▸ EXERCISE:
Can you update the records below so that every "Returns" reads "Points", with everything else left unchanged?

▸ MATERIAL FOR THIS EXERCISE:

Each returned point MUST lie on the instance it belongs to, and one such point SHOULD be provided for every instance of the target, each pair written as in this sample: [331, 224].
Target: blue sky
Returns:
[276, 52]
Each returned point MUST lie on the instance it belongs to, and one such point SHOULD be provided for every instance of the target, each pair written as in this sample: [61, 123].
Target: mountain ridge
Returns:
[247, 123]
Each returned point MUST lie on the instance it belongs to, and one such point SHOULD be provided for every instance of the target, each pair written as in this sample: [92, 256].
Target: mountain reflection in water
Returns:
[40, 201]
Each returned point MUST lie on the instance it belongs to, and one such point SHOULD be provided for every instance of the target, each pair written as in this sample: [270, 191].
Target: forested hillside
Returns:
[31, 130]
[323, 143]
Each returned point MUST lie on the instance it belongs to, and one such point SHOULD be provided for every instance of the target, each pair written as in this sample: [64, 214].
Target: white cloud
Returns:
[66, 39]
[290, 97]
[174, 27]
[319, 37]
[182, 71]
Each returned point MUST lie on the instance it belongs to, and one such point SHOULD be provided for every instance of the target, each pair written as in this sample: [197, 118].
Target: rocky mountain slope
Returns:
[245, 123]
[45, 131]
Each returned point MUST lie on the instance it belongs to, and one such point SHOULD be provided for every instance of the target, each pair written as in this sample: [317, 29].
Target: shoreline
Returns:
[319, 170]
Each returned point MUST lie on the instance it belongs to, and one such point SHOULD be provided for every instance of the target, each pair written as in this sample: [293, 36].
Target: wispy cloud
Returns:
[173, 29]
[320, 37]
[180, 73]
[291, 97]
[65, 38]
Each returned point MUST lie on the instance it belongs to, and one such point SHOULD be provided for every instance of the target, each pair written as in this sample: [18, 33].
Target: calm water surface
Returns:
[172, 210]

▸ WRITTEN SOLUTION:
Each returned point MUST lie on the instance it belongs to, and one such point SHOULD be provided for every instance of the target, each pair written as in this sample: [331, 224].
Target: blue sky
Points:
[276, 52]
Each returned point MUST lie on the instance it belongs to, and one such point SHOULD be provided for every instance of the target, each pair written as in this sample: [61, 123].
Target: mountain ridge
Points:
[247, 123]
Each returned point MUST lie on the instance it belongs to, and one such point SHOULD be provided for every instance of the target, each pair written as in this sample: [92, 256].
Target: mountain reflection in water
Points:
[40, 201]
Each returned point MUST lie on the instance it belongs to, and one such point SHOULD be provided for every instance of the target, each pair written as in this sample: [270, 191].
Target: forested hillside
Points:
[31, 130]
[323, 143]
Each returned point MUST lie on the instance it belongs to, and one such point SHOULD be provided for every instance of the target, each pair written as in this sample: [64, 214].
Target: white cloud
Points:
[66, 39]
[290, 97]
[174, 27]
[319, 37]
[182, 71]
Each returned point MUST lie on the instance it belongs to, and one such point SHOULD be provided for every instance of the target, each pair written as in this sample: [197, 118].
Target: rocky mountain slope
Points:
[245, 123]
[45, 131]
Each returned point MUST lie on the instance it belongs to, and one such point SHOULD be provided for every instance of the target, each pair written as in this sample: [317, 29].
Target: shoreline
Points:
[319, 170]
Each returned point MUST lie on the instance it belongs to, and one such point SHOULD be provided for every instance of the target, each pair written as in this sample: [293, 36].
Target: wispy cloud
Points:
[173, 29]
[320, 37]
[180, 73]
[291, 97]
[65, 38]
Each returned point MUST lie on the instance it belongs to, and one such point SHOULD be provided for every instance of the target, each pair written as in this sample: [18, 33].
Target: calm water surface
Points:
[172, 210]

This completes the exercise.